> Exercise directions
Output only the lines of the entries that follow, starting at the one with "shelf edge, imagine" and running down to the one with "of the stone", both included and unchanged.

##### Excerpted data #####

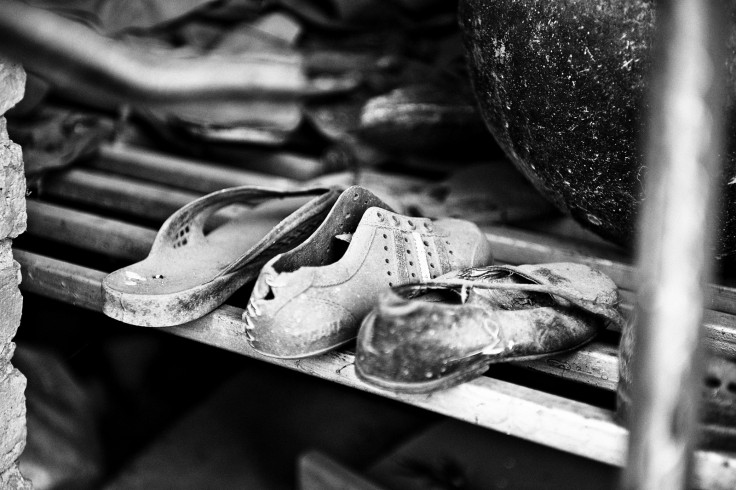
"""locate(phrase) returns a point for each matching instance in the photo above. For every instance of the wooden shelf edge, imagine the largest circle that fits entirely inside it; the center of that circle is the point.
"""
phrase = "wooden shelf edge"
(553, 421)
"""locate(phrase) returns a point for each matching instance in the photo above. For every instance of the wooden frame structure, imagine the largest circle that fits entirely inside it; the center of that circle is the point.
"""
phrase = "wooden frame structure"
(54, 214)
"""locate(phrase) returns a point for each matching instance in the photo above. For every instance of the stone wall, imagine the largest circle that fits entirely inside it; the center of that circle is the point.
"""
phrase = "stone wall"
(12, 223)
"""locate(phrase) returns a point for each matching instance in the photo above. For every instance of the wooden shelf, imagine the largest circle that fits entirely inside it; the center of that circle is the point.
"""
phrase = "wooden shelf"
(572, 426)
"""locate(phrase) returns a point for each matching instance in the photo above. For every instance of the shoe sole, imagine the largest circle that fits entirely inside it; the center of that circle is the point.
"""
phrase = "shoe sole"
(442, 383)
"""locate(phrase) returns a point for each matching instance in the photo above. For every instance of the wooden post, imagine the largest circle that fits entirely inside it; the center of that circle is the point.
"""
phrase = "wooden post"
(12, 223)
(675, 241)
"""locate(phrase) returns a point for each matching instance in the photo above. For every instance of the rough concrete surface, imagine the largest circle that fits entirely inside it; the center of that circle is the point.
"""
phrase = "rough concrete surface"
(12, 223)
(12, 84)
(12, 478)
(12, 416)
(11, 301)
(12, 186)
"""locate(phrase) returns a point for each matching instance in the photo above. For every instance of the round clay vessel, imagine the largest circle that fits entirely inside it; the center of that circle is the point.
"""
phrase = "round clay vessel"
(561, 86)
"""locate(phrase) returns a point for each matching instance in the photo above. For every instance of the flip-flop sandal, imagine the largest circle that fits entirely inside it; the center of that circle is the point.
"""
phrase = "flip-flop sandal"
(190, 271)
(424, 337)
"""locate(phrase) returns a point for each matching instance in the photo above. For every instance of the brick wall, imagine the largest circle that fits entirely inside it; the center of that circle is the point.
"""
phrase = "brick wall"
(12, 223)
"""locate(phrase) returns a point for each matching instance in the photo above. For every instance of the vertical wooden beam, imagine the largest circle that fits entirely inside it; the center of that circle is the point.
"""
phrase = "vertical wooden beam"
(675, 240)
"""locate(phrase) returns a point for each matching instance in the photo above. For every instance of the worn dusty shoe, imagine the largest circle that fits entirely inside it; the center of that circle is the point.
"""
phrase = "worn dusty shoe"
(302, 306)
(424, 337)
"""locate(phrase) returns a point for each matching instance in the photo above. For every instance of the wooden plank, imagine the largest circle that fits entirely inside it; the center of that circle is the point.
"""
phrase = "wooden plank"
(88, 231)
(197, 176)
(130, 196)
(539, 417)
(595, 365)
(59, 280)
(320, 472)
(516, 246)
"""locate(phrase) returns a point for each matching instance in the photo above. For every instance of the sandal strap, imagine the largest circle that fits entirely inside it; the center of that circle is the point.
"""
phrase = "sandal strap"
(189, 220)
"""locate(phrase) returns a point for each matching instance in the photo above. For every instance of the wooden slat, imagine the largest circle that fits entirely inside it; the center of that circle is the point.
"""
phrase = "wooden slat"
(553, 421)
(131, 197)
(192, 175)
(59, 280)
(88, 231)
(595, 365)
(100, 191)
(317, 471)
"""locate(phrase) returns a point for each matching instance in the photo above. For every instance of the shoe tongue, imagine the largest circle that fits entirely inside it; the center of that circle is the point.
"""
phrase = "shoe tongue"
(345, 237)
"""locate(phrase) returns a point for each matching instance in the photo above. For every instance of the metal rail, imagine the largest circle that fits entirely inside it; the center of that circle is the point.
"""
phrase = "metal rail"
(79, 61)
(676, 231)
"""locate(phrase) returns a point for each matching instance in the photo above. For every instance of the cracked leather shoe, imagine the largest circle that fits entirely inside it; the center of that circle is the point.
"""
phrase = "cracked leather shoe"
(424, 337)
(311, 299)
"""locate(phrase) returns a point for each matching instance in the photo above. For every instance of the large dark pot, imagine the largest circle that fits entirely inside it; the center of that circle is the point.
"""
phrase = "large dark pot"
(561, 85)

#####
##### Excerpted data #####

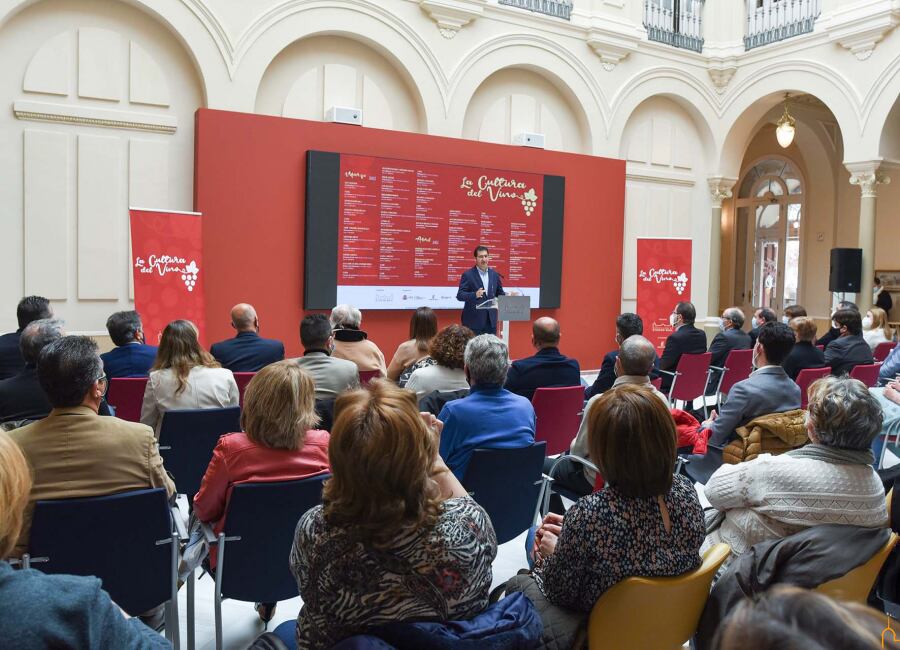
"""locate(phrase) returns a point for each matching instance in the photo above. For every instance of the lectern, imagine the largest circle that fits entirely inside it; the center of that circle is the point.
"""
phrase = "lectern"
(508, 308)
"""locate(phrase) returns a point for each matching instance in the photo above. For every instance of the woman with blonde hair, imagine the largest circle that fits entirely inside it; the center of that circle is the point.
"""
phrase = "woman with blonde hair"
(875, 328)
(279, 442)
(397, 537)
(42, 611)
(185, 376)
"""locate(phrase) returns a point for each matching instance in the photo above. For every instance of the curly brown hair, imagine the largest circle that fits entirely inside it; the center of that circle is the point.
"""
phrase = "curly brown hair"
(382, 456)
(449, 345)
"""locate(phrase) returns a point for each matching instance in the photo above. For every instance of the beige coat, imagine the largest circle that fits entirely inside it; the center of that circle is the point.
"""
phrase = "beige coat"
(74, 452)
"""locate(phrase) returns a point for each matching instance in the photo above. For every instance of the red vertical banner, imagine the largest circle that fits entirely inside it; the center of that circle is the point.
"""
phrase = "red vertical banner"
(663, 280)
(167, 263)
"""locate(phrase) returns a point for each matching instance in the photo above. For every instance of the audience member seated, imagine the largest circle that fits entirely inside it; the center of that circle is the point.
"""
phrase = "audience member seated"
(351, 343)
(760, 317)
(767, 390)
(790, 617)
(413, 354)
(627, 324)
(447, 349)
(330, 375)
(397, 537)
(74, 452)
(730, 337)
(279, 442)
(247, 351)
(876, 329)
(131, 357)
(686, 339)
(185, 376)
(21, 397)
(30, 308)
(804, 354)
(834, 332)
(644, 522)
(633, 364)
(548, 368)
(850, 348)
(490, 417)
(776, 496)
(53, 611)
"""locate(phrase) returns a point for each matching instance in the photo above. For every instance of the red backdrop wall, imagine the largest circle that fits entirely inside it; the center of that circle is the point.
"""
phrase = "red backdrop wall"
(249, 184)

#####

> Written solution
"""locate(phrase) returns a point for each matching instance in the photo above. For every instance of the wooden shelf edge, imagine the largest circle that fits entirely inside it; the center of that circle is the point.
"""
phrase = "wooden shelf edge"
(553, 421)
"""locate(phrase) returns a point for each matching instance in the photo above. For every instance of the wooden frame structure, imagine the largest circle that fits entirely inside it; the center of that circle is the point.
"""
phrase = "wooden frame structure"
(54, 214)
"""locate(phrase) returns a point for each matching instance in the photo above. For every instance of the stone wall, imagine the largest circle that fits entirely inside it; the center of that circle is the point.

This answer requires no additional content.